CONSIGNE: Réécrivez le passage du texte de lecture qui commence par « Il n'en demeure » et se termine par « radical de l'art. », en changeant « illusion » en « chimère ».

TEXTE DE LECTURE:

★ ★ ★ ★

L'AC [1] est un modèle parfait de l'idéologie post-moderne fondée sur un relativisme absolu : tout est possible, tout est vrai. Ce qui est exclu l'est secrètement et c'est ce que l'on appelle les transcendantaux : le bien, le vrai, le beau... L'artiste, prototype de l'homme exemplaire, ne connaît aucune limite. Comme dans toute utopie, la pratique révèle très rapidement toutes sortes d'impossibilités et de barrières... La première étant que l'on ne peut plus penser parce qu'il est interdit de juger : il n'y a pas de faits, il n'y a que des  déclarations. Cette nouvelle réalité déclarative s'avère un carcan, une aliénation d'un genre nouveau.

 

L'INTERDIT DE LA LIMITE

Pour l'artiste, au sens originel du terme, les limites sont la matière qui résiste, la maîtrise plus où moins grande du métier, la puissance de l'imaginaire, la fécondité créatrice, toutes choses si variables d'une personne à l'autre. Reste à chacun de danser sur ses propres limites, de ruser avec elles afin de les dépasser.

Van Eyk, ce génie inégalé de la peinture, après avoir livré ce combat, signait en bas de ses tableaux : « j'ai fait de mon mieux, comme j'ai pu ». Ovide termine en hâte Les Métamorphoses avant de mourir. Il écrit « Cet ouvrage m'a été arraché au milieu de l'enclume et le dernier coup de lime a manqué... Tous les défauts de ce poème inachevé, je les aurais corrigés si j'avais pu » [2].

Rien de tel chez les « auteurs » [3] de l'AC. Aucune limite de matière, de savoir-faire ou d'inspiration ne leur offre un point d'appui. Ils travaillent dans l'immatériel, les choses sont telles qu'il les déclarent. La source d'énergie qui fait exister l'œuvre ne peut être trouvée que dans la négation, l'agression, la transgression. Les « auteurs » s'interdisent toute forme de création par transmutation positive de la matière car le but est de provoquer de la pensée et non de la délectation. C'est une autre activité, un autre enjeu.

 

LA SEULE LIMITE DE L'AC, C'EST L'ART

Il n'en demeure pas moins que la formule « Pas de limite, tout est permis » est une illusion puisque dans la réalité l'AC ne joue que sur un nombre réduit de registres : la gamme nihiliste, minimaliste, trash, gore, kitsch, Pub, couper-coller-recycler, installation, conceptualisme peint. Ce n'est pas un nouvel académisme parce que ce n'est pas la mise en forme savante d'un imaginaire, d'une vision, d'un savoir, d'un héritage, d'une transmission. C'est une négation de tout cela à la fois, un  refus radical de l'art.

★ ★ ★ ★

DONNÉES FOURNIES:

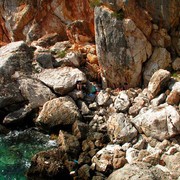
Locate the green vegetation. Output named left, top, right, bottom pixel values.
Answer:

★ ★ ★ ★

CORRIGÉ DE L'EXERCICE:
Il n'en demeure pas moins que la formule « Pas de limite, tout est permis » est une chimère puisque dans la réalité l'AC ne joue que sur un nombre réduit de registres : la gamme nihiliste, minimaliste, trash, gore, kitsch, Pub, couper-coller-recycler, installation, conceptualisme peint. Ce n'est pas un nouvel académisme parce que ce n'est pas la mise en forme savante d'un imaginaire, d'une vision, d'un savoir, d'un héritage, d'une transmission. C'est une négation de tout cela à la fois, un  refus radical de l'art.